Onde mora a felicidade?

A ciência, que passou tanto tempo debruçada sobre a tristeza, até para desenvolver um arsenal de antidepressivos, só agora passa a entender de alegria. E descobriu esse cobiçadíssimo endereço no cérebro
por Fábio de Oliveira | ilustração Fabiana Rodrigues (Revista Saúde - abril 2005)


A felicidade reside lá em cima, na massa cinzenta, numa região conhecida como lobo temporal esquerdo, a mesma área responsável pelo aprendizado, sobretudo o da linguagem, e também pela decodificação dos sons. A descoberta do local onde se manifesta essa espécie de barato natural resulta de pesquisas recentes sobre o estado de espírito que só nos últimos anos vem sendo estudado a fundo pelos cientistas. Não deixa de ser irônico: os estudiosos conhecem mais os motivos que levam o ser humano a ficar triste do que as razões capazes de o levar à plenitude.

• **Dados armazenados**
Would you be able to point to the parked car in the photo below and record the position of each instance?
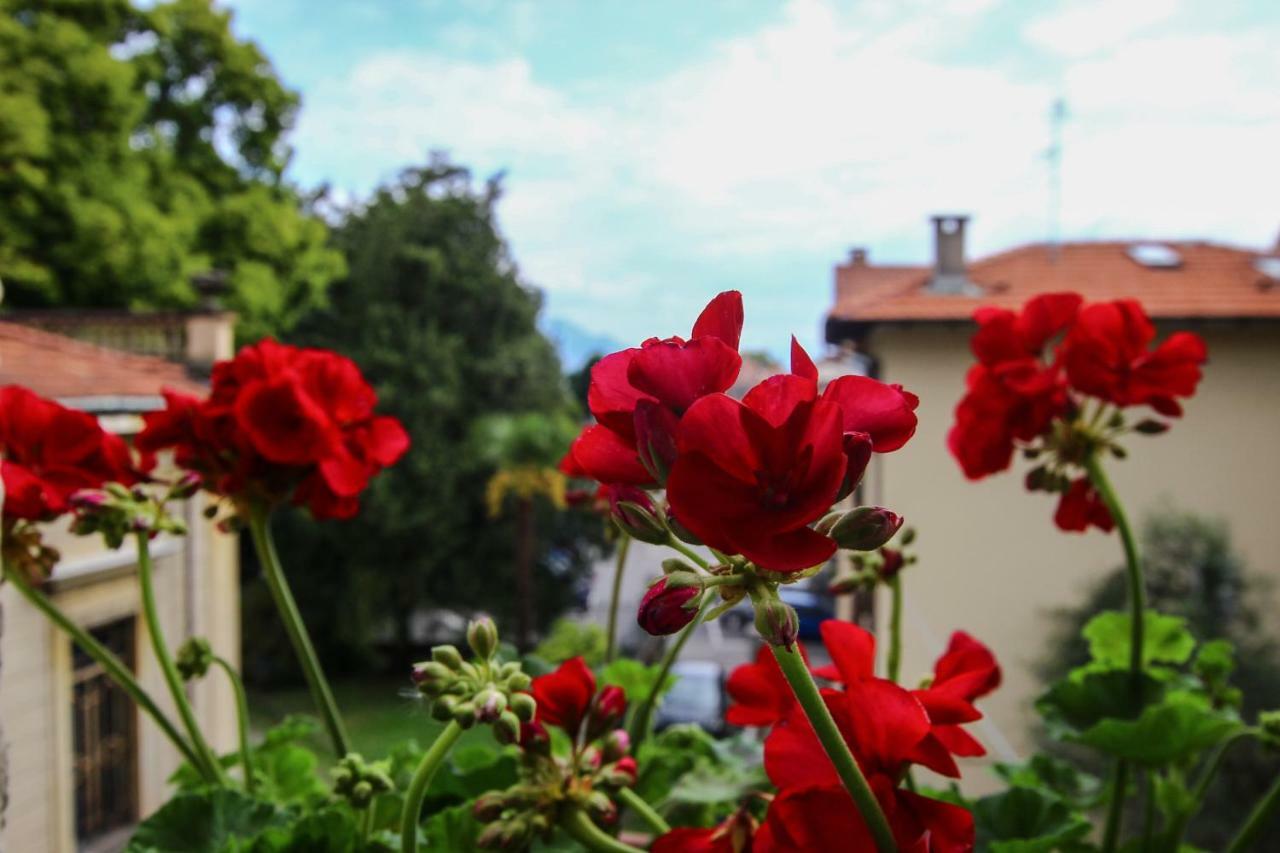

• **Questões de estudo**
A) No texto sobre a felicidade, reescreva de forma mais concisa o parágrafo iniciado por "A felicidade reside lá em cima", preservando seus fatos principais.
B) Reproduza, sem qualquer alteração, tudo o que vai de "Onde mora a" até "- abril 2005)" no texto sobre a felicidade.
C) Prossiga a redação do texto sobre a felicidade a partir do ponto em que ele se encerra.

• **Respostas**
A) A felicidade localiza-se no lobo temporal esquerdo do cérebro, região também responsável pelo aprendizado, sobretudo o da linguagem, e pela decodificação dos sons. Essa localização foi revelada por pesquisas recentes sobre um estado de espírito que só nos últimos anos passou a ser estudado a fundo. Ironicamente, os cientistas conhecem mais os motivos da tristeza do que as razões que levam à plenitude.

B)
Onde mora a felicidade?

A ciência, que passou tanto tempo debruçada sobre a tristeza, até para desenvolver um arsenal de antidepressivos, só agora passa a entender de alegria. E descobriu esse cobiçadíssimo endereço no cérebro
por Fábio de Oliveira | ilustração Fabiana Rodrigues (Revista Saúde - abril 2005)

C)
Ommmmm...Deve-se ao professor de psicologia e psiquiatria Richard Davidson, da Universidade de Wisconsin, nos Estados Unidos, a façanha de determinar o local onde a felicidade, aparentemente reside. Ele chegou a essa descoberta ao medir, por meio de eletrodos, a atividade cerebral de monges budistas em meditação. Ao alcançarem um estado de bem-estar absoluto, a atividade elétrica no lobo temporal esquerdo disparava. Em outras palavras, o pesquisador mostrou que ser ou estar feliz é algo biológico. Mas os trabalhos científicos vão além: eles têm revelado que indivíduos alegres vivem mais e apresentam um sistema imunológico pra lá de resistente, ou seja, são menos vulneráveis a males de toda sorte e se recuperam mais rápido de doenças do que quem vive de tristezas. No entanto, é quase impossível não questionar: afinal, o que é a felicidade?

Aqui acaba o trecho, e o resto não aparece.